**TASK INSTRUCTIONS**
Which lines in the entries below contain the string "base"? Gather every such line, treating uppercase and lowercase as different.

**DATASET CONTENT**
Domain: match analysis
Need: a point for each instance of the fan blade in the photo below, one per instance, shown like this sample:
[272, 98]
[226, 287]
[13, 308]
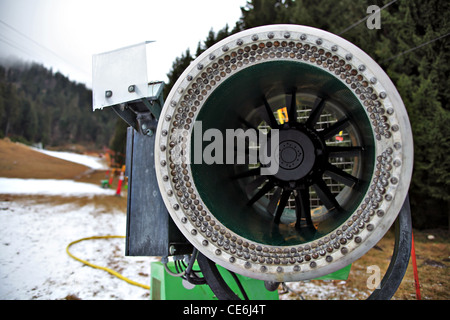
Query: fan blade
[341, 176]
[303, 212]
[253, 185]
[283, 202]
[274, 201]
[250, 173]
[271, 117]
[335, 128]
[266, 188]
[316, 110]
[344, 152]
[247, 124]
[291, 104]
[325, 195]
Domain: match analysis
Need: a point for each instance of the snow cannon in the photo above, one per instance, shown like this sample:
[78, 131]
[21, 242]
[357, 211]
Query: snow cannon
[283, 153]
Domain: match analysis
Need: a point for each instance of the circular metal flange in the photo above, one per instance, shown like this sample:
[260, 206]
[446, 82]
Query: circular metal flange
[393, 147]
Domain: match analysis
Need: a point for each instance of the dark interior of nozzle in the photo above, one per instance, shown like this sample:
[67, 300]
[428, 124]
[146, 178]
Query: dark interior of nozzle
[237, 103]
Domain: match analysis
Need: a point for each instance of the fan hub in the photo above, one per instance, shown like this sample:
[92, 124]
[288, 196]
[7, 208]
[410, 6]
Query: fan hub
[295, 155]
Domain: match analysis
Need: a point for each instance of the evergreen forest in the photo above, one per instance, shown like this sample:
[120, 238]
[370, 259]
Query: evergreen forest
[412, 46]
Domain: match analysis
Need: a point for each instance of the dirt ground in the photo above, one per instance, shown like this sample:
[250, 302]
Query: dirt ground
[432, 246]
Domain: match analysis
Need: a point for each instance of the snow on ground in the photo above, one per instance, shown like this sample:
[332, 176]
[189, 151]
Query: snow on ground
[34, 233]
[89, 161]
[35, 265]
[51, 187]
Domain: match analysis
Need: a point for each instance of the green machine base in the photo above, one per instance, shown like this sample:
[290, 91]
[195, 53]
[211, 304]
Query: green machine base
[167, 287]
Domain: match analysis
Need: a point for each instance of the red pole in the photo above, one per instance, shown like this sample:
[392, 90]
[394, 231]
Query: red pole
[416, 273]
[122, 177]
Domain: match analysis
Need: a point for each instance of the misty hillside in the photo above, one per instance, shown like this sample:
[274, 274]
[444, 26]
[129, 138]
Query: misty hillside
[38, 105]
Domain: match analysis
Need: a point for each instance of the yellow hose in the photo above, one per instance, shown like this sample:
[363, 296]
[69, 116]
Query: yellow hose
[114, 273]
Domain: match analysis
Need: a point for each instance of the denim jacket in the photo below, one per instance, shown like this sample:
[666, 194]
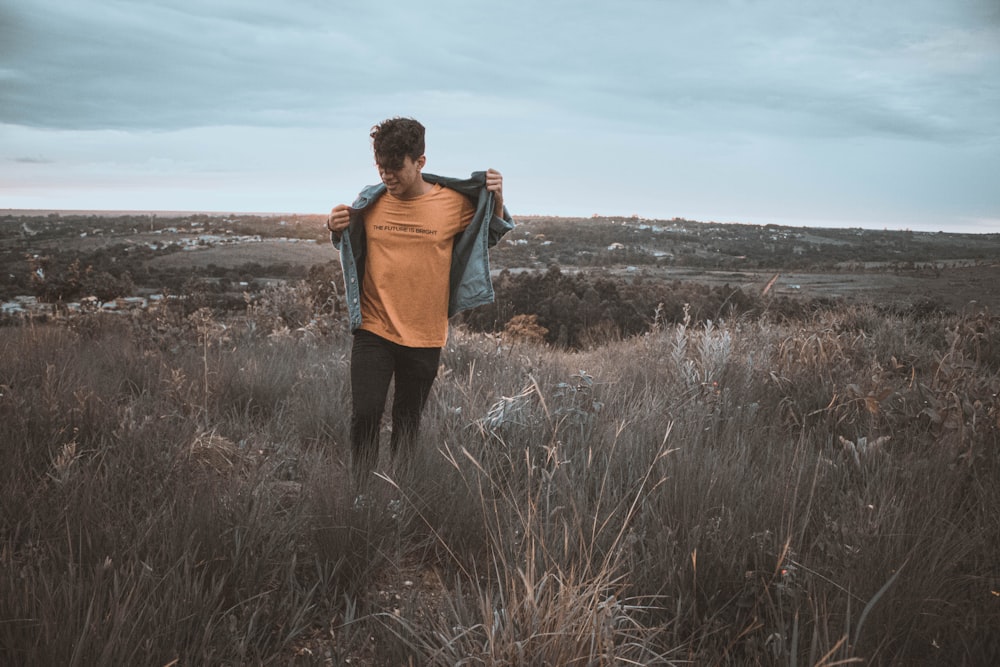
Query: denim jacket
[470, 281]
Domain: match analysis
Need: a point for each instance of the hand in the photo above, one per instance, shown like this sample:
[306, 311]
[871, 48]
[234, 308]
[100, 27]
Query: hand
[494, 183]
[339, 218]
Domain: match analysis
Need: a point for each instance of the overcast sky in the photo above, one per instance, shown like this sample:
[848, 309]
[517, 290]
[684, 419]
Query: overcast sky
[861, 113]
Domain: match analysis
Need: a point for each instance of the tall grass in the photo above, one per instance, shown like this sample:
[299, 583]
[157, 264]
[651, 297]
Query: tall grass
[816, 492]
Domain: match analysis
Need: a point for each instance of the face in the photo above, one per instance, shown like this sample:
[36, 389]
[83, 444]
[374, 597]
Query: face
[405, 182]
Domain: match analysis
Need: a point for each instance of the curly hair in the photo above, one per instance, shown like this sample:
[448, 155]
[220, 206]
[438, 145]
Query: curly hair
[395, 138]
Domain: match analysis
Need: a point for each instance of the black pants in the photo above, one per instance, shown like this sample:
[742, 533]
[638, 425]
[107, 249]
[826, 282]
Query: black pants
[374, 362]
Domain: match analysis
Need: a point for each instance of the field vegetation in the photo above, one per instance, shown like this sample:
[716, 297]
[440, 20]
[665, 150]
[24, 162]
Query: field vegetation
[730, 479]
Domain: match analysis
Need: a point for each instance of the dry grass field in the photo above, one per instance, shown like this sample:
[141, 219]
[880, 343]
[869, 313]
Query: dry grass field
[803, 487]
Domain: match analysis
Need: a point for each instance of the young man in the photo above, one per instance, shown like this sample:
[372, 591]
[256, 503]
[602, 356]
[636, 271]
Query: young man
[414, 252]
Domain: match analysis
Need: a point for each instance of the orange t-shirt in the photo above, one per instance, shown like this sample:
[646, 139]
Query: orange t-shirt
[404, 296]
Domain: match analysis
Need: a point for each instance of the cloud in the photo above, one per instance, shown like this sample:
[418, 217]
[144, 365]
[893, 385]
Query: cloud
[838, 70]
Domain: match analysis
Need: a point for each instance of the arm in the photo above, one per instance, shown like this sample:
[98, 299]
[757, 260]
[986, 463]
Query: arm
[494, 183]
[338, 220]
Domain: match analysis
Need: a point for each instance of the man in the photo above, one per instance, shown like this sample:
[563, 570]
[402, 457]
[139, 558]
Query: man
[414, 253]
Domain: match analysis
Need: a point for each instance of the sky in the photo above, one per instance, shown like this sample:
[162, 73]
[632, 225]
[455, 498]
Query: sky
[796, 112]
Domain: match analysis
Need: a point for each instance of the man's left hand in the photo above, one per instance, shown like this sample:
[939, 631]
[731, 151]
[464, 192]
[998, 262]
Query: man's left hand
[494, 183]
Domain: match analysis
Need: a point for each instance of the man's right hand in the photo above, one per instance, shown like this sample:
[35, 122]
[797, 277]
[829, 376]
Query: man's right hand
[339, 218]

==

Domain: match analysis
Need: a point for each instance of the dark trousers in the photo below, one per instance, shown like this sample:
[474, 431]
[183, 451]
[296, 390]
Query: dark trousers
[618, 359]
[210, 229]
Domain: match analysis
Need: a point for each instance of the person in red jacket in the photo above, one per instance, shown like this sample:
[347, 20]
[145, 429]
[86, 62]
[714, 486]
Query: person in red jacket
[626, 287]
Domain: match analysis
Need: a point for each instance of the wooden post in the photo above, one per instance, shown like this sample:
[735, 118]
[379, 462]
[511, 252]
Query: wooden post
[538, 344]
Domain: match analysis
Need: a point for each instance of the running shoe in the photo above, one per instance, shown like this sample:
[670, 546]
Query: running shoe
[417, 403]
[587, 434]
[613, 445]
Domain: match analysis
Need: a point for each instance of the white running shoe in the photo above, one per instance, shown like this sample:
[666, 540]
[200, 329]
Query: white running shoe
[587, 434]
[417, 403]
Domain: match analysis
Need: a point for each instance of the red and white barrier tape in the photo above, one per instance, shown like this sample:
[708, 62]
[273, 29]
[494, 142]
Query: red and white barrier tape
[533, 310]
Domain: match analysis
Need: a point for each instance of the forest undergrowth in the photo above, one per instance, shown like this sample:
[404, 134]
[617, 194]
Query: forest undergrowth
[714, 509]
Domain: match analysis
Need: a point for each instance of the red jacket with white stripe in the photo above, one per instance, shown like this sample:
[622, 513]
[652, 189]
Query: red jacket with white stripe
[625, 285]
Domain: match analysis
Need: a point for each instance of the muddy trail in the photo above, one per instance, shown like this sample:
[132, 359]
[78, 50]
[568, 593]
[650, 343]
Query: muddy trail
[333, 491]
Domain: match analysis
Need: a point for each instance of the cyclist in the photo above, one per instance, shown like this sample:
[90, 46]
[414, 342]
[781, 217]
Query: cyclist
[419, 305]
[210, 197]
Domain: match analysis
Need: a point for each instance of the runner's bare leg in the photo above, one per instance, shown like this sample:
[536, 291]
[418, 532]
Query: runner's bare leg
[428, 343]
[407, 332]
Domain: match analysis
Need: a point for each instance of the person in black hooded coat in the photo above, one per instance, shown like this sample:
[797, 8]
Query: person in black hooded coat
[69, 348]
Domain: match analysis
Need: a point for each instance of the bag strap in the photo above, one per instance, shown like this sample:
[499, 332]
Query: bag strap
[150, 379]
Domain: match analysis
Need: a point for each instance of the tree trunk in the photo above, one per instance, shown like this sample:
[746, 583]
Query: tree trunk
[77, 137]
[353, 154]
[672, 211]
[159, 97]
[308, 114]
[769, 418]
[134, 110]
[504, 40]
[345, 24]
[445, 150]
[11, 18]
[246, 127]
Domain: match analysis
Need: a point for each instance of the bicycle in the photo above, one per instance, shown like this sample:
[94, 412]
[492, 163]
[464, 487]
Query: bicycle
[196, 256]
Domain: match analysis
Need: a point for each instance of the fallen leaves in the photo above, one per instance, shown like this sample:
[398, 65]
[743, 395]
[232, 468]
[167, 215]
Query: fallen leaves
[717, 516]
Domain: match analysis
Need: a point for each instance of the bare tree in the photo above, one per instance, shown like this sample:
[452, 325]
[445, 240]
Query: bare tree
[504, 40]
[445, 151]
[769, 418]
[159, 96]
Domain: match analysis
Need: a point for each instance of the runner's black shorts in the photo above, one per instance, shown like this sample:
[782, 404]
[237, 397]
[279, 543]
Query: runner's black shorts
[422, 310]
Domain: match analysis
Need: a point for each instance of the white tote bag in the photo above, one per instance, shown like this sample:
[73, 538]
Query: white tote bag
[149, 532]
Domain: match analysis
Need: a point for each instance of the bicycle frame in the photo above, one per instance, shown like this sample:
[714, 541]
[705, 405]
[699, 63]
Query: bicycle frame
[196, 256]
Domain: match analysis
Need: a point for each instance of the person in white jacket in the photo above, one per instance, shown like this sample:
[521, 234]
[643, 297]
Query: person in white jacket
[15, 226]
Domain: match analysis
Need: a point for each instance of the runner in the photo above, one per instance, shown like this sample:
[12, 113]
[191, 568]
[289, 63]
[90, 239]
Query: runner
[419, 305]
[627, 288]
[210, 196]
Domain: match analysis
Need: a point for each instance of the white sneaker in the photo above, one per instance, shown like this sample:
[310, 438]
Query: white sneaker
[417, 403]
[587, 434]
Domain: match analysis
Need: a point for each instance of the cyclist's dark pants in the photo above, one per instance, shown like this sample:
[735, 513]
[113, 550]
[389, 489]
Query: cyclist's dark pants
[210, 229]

---

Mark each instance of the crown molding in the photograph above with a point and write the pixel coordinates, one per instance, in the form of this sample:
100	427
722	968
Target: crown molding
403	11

**RESPONSE FOR THIS EXERCISE**
Need: a point for each instance of the green machine base in the photo above, one per instance, shown like this sample:
Query: green machine base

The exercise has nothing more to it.